Stored records:
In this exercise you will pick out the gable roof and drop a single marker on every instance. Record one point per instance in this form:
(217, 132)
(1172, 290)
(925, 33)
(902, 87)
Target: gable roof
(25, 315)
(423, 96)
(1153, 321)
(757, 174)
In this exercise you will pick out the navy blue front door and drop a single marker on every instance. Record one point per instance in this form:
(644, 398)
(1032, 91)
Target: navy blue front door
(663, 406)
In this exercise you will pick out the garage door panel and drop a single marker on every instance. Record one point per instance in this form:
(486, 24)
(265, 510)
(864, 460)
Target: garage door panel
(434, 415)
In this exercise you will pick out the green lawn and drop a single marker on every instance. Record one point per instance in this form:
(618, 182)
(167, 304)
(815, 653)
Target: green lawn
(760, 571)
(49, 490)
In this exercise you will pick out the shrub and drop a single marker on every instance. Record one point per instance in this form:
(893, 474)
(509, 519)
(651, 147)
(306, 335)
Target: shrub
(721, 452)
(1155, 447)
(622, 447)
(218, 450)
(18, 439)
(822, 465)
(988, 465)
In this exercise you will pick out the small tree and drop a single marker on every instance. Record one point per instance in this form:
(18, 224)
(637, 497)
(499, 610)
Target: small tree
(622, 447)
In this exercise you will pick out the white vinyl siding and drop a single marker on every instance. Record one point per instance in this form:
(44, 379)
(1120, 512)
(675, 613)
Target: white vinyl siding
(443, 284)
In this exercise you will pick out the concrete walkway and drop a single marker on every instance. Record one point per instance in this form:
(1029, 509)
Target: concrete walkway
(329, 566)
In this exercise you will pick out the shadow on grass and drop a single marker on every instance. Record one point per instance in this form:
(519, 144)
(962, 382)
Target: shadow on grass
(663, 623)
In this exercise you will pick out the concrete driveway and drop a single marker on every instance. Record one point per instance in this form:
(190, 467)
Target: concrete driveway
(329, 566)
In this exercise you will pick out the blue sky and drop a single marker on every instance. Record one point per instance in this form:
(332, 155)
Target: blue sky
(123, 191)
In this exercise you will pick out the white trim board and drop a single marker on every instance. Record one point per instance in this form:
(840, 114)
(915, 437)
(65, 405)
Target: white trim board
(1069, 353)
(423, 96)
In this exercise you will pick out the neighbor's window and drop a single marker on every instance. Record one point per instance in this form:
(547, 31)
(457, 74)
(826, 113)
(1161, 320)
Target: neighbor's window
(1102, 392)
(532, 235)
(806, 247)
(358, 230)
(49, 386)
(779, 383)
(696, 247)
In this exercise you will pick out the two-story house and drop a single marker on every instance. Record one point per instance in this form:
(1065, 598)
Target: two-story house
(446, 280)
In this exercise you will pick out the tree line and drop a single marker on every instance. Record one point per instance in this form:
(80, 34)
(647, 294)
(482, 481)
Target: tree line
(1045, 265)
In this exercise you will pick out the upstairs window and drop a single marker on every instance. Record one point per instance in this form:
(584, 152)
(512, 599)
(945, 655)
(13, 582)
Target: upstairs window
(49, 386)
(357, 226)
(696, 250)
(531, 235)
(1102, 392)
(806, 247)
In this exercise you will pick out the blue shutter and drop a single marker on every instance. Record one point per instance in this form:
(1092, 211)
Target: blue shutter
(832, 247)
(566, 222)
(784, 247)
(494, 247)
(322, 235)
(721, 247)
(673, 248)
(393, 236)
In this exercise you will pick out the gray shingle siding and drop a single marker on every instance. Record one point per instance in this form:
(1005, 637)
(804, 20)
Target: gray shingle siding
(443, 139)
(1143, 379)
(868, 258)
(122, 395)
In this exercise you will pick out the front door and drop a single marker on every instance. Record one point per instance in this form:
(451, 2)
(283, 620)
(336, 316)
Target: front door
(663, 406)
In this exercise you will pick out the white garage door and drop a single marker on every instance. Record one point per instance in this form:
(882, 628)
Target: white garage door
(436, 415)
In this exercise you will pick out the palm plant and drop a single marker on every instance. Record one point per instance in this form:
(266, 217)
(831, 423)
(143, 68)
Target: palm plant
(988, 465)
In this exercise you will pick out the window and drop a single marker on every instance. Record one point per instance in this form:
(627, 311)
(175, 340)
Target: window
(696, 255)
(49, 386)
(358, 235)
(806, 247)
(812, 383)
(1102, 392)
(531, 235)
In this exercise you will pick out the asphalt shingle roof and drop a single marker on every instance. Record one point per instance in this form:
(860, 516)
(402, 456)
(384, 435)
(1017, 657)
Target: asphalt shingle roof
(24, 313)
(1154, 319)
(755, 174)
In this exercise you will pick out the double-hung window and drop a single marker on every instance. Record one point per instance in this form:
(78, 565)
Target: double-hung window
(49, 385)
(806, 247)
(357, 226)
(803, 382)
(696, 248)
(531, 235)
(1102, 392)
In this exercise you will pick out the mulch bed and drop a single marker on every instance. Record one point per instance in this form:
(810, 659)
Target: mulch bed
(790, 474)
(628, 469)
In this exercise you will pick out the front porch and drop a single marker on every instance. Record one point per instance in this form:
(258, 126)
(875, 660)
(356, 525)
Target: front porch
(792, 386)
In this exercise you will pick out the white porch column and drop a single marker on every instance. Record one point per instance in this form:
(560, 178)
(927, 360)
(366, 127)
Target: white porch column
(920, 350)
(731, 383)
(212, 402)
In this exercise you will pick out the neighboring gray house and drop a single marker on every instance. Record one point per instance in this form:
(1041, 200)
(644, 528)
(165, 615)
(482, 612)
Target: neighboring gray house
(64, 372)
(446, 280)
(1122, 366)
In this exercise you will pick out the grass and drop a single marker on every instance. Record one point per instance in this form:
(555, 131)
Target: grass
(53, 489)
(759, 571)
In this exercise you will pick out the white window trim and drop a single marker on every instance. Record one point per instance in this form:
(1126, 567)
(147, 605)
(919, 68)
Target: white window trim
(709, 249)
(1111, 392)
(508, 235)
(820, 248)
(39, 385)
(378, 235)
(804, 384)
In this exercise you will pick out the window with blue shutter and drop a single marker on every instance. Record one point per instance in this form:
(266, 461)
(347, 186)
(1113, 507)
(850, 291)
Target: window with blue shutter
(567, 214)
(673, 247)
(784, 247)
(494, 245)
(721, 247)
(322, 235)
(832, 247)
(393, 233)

...

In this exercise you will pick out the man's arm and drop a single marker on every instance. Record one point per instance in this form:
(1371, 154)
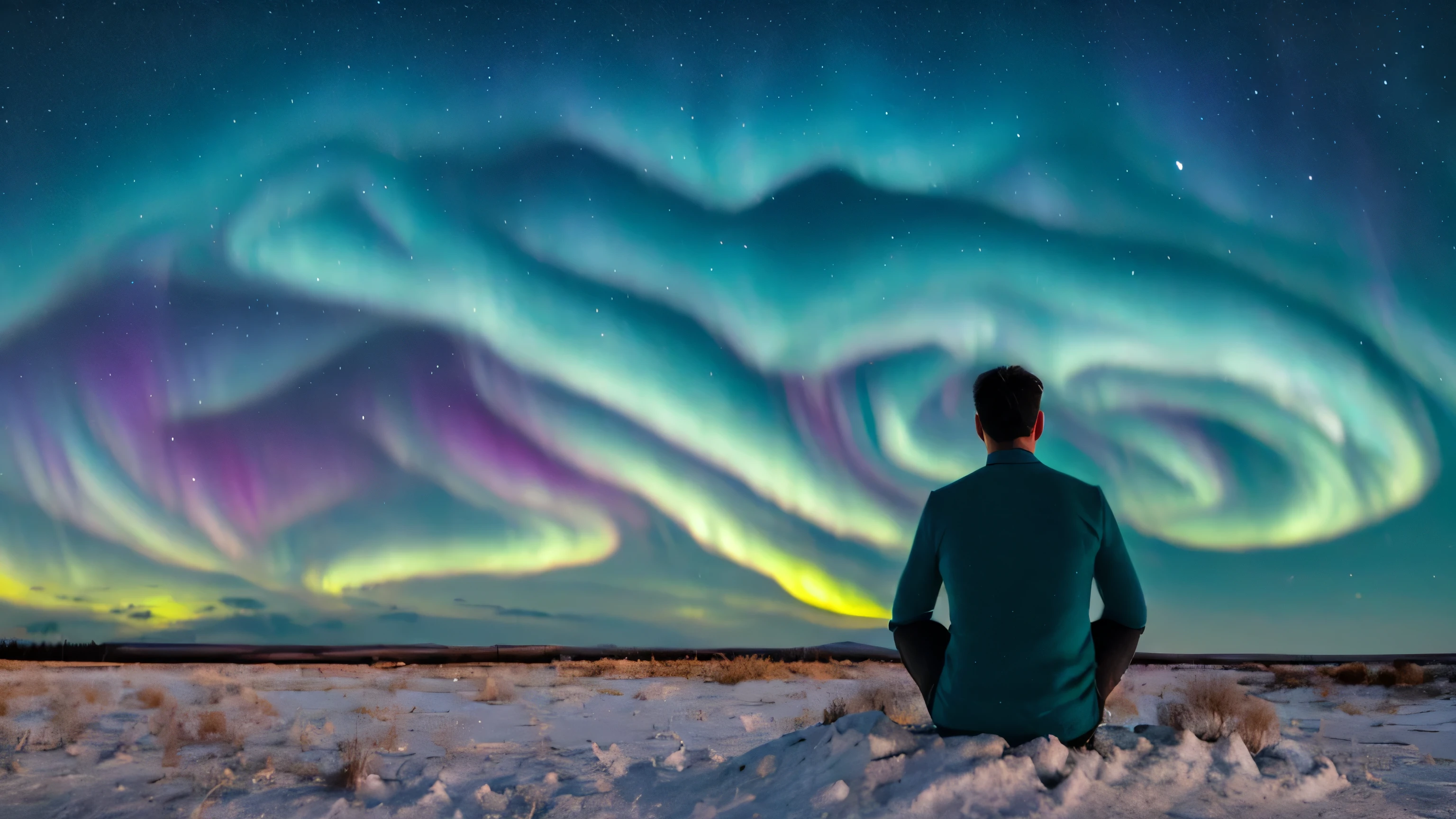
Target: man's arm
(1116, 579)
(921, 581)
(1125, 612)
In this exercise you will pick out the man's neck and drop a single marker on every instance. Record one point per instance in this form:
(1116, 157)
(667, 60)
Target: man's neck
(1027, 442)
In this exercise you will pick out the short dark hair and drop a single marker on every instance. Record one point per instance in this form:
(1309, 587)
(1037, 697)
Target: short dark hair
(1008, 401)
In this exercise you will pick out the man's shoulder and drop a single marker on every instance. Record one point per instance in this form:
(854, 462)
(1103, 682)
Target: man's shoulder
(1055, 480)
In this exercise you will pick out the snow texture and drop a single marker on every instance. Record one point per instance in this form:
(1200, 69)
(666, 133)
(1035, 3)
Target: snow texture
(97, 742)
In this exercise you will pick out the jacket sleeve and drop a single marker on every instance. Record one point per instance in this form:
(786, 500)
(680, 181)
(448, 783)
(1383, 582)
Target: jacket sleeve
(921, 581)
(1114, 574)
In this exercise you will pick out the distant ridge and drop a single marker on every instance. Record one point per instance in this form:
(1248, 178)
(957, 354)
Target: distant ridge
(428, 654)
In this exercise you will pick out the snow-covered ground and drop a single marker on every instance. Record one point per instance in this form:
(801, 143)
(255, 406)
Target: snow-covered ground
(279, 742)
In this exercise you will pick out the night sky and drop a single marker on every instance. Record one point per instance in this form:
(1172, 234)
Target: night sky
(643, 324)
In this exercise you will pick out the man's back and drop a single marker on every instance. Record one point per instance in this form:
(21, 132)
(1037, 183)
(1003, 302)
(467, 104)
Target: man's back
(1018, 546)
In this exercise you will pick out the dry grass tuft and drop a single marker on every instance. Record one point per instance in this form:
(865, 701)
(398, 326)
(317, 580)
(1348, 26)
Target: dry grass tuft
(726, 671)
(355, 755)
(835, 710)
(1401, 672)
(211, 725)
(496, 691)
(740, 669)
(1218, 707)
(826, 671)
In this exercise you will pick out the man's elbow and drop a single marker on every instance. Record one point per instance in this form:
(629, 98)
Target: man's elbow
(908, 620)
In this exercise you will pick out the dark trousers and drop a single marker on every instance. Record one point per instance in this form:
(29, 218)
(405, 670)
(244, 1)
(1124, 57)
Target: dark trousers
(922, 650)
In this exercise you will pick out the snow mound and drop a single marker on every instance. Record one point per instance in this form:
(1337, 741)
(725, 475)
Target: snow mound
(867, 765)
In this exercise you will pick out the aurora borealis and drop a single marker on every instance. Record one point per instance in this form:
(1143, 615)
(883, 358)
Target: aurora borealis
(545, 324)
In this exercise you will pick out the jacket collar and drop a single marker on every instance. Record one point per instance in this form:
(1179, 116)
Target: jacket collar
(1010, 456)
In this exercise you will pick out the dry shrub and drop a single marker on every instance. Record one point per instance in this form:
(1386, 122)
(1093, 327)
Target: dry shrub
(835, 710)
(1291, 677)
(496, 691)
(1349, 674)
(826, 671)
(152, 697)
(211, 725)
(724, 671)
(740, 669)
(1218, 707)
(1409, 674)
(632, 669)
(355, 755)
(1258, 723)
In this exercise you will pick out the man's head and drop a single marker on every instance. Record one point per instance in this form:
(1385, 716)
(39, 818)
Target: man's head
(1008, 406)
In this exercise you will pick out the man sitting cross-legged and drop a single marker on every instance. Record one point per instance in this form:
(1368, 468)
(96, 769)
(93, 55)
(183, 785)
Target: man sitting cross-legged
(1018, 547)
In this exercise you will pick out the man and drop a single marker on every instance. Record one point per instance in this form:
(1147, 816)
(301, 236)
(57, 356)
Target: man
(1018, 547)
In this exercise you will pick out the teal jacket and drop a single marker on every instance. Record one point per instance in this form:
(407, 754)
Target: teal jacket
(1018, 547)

▶ The task
Among the records above, only the lines between the line holding "Target: blue sky" and the line holding "(1161, 320)", inclusive, are to be output, exactly as written.

▶ Written answer
Target: blue sky
(123, 191)
In this exercise you will pick out the white trim board and drop a single marker on every instance. Record one point per instance in this form:
(840, 114)
(915, 437)
(65, 405)
Target: white trim board
(1069, 353)
(423, 96)
In this exercise you will pick out the neighbor's window and drop a single marker on every instance. Record one point per instance in this form:
(547, 31)
(457, 74)
(826, 113)
(1161, 320)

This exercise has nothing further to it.